◆ **TEXT PROVIDED**:
==*==
Off-Topic Discussion > The Classics

Epic Bughunt Claims Sanity, Human Blood

(1/15) > >>

General Battuta:
About fifty hours ago we were in the process of wrapping up another mission. This was a pretty FRED-intensive mission using some relatively complex stuff: variables, set-object-positions using relative coordinates, skybox changes and the like.

I was pretty pleased with the outcome. We'd iterated this mission a lot, and this was the third revision of the concept. Finally, after days of work stretched across months of real time, it felt like it had worked out pretty well.

I made a few changes and ran through the mission for the Nth time to make sure everything was working.

About halfway through the mission, right when a critical event fired, the world was devoured. The ships, the skybox, even the player's own vessel all vanished, and the screen was filled with inky blackness. All that was left was the HUD and the sun, and even those weren't working right: you could still target objects, but they were (like everything else) invisible, and the distance and speed monitors were both blank. Even the ambient hum of the engines was gone. The 3D radar, meanwhile, had migrated up into the spot where head .anis are usually displayed.

The game's rendering engine seemed like it had just quit. Given up the ghost. All that was left were the 2D elements. It was as if Ransom's Transcendent had decided to pay a visit and eat reality.

I stared at this in bemusement and horror, posted a brief note on IRC, and restarted the mission.

Same thing. Same point in the mission.

I looked at the event in question. There was a lot of stuff going on right then: skybox changes, coordinate changes, coordinates pulled from variables, engine subsystem repairs, play-sound-from-files, fadeouts. It was a nightmare. Any one of those elements (or a combination thereof) could hypothetically be pushing the engine too far.

But it wasn't worth panicking until it could be reproduced. I posted the mission on SVN and, sure enough, The_E and others got the same result too. But they didn't get it every time. I kept changing things in the mission and testing, and sometimes I'd see it work perfectly, and I'd commit it with a happy note like IT'S FIXED...and then The_E would try the 'fixed' version and hit the same bug.

Now, for a bit of background. We'd met this bug before. Previously, we'd always encountered it in relation to a bad asset: first the Vishnan Keeper, then the Anemoi. In both cases we figured we'd solved it by cleaning up the .pof.
==*==
Shape annotation entries
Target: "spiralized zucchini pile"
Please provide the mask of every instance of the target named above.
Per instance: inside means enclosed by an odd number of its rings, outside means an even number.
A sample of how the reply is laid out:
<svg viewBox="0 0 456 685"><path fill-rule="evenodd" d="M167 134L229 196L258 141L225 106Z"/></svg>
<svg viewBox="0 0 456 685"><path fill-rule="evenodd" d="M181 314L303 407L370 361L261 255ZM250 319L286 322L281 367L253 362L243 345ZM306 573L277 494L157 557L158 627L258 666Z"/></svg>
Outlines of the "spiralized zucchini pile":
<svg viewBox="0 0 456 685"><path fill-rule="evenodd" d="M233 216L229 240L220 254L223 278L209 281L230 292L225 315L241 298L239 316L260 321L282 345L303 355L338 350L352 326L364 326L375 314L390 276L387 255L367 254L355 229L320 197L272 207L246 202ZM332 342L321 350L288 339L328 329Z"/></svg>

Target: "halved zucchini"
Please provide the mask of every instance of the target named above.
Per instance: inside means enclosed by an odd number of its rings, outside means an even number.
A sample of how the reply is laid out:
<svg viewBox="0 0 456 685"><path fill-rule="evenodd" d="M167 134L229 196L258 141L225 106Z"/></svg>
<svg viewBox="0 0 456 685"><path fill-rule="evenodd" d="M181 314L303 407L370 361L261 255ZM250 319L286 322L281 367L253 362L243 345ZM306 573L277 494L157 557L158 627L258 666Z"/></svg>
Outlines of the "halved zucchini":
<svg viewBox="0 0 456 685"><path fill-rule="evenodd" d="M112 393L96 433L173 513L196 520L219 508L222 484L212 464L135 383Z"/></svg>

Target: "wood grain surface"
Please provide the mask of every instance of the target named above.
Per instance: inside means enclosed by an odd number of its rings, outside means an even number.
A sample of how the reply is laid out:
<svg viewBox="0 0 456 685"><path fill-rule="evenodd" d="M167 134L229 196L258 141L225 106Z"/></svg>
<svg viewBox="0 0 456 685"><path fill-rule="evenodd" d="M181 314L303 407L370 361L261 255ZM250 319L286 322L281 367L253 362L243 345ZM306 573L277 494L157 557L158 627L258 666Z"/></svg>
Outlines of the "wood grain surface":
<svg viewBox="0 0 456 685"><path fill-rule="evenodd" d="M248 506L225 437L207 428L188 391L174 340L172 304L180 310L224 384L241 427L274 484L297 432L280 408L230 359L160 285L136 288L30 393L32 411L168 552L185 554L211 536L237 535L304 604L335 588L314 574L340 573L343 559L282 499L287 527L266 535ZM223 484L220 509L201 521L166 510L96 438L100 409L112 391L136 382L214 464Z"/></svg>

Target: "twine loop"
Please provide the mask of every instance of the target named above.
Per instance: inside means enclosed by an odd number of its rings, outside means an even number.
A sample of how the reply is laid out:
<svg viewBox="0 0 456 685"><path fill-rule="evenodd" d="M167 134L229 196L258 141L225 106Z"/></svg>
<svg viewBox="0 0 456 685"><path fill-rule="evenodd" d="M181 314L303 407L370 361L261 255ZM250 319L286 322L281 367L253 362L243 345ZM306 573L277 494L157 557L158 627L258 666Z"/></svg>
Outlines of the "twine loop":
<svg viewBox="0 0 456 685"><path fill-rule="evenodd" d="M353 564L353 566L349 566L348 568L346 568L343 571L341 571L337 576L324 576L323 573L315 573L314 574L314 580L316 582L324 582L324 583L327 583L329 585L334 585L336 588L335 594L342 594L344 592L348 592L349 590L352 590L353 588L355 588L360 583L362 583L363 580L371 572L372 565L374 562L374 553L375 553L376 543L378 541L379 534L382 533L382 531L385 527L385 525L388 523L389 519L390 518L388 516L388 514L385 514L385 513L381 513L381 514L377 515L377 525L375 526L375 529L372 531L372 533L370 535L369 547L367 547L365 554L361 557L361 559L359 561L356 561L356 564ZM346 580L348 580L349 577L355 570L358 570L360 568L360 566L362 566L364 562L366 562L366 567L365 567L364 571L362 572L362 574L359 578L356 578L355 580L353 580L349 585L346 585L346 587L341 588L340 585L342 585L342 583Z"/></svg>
==*==
◆ **REQUIREMENTS**:
Continue the forum post about the mission bug hunt, starting right after its final sentence, "In both cases we figured we'd solved it by cleaning up the .pof."

◆ **FINAL ANSWER**:
Yet none of the assets in this mission were bad, so far as we could tell. For some reason, the mission was eating itself at this point.

First we tried debug logs. They were useless. That must have eaten up an hour or so.

Next, The_E built a debug filter to get additional information. While he was doing that, I started systematically pulling newer SEXPS away from the event to see what could be causing the quit. Surely the coordinate manipulation or skybox change could explain it. Or perhaps it was the every-time conditional used in a linked event; every-time is notoriously hazardous.

Nothing helped. I pared the event down to two SEXPs: an engine subsystem repair and a hud re-enable. Since the engine repair was a retail SEXP, and the hud problem wasn't causing it (I could move it around with no effect), we were right back where we started.

Now bear in mind I'd been working on the third iteration of this mission for a great many hours already. I was sick, I was exhausted, and somehow I'd managed to break a glass during the trial-and-error debugging process, cut myself, and start bleeding everywhere.

The_E reported in. He'd been backtracking a stream of errors, starting in the sound code and moving all the way back to what appeared to be the original cause. He figured out the cause of the problem, but not the trigger. Somehow the engine was losing track of the player's position, converting a valid vector into NaN (not a number.) There was no error checking here, so as I understand it, the error propagated through the whole engine, smashing things apart like a Shivan hitchhiker on a Thoth.

But he couldn't figure out what caused the NaN error in the first place. We knew it always happened at the time this event fired, but now that it had been stripped down to fundamentally 'safe' levels, how could it cause the problem?

Blinded by RAGE at this bizarre bug crippling my brilliant mission, I started swapping out all the custom assets for MediaVPs ones.

And the bug went away.

I boggled. We had been certain it wasn't caused by bad assets this time. But every time I tried the mission (time-compressing through to the point of the bug) with the Perseus swapped in for the optimized Uhlan, the bug didn't seem to happen.

Except for The_E. He was able to reproduce it with the HTL Perseus. Which meant it couldn't be the Uhlan either.

At this point we were all taking this bug very personally. The_E started doing something very technical which he could probably explain better, but which seemed to involve running the engine forward frame-by-frame, looking for the moment when everything went horribly wrong in the player eyepoint vector. This was an insanely laborious process that, to the best of my knowledge, ate up hours of his time.

Take a moment to think about the timeline here. By this point, more than 24 hours had passed since we'd first posted about this bug on an SCP internal forum and Mantised a test mission reproducing it. Nobody had a bloody clue what was going on.

Finally, almost 48 hours (if I remember right) after first encountering it, I did something nonsensical but ultimately productive: I tried deleting the repair-engine SEXP from the event. This was a retail SEXP, so it should have been safe.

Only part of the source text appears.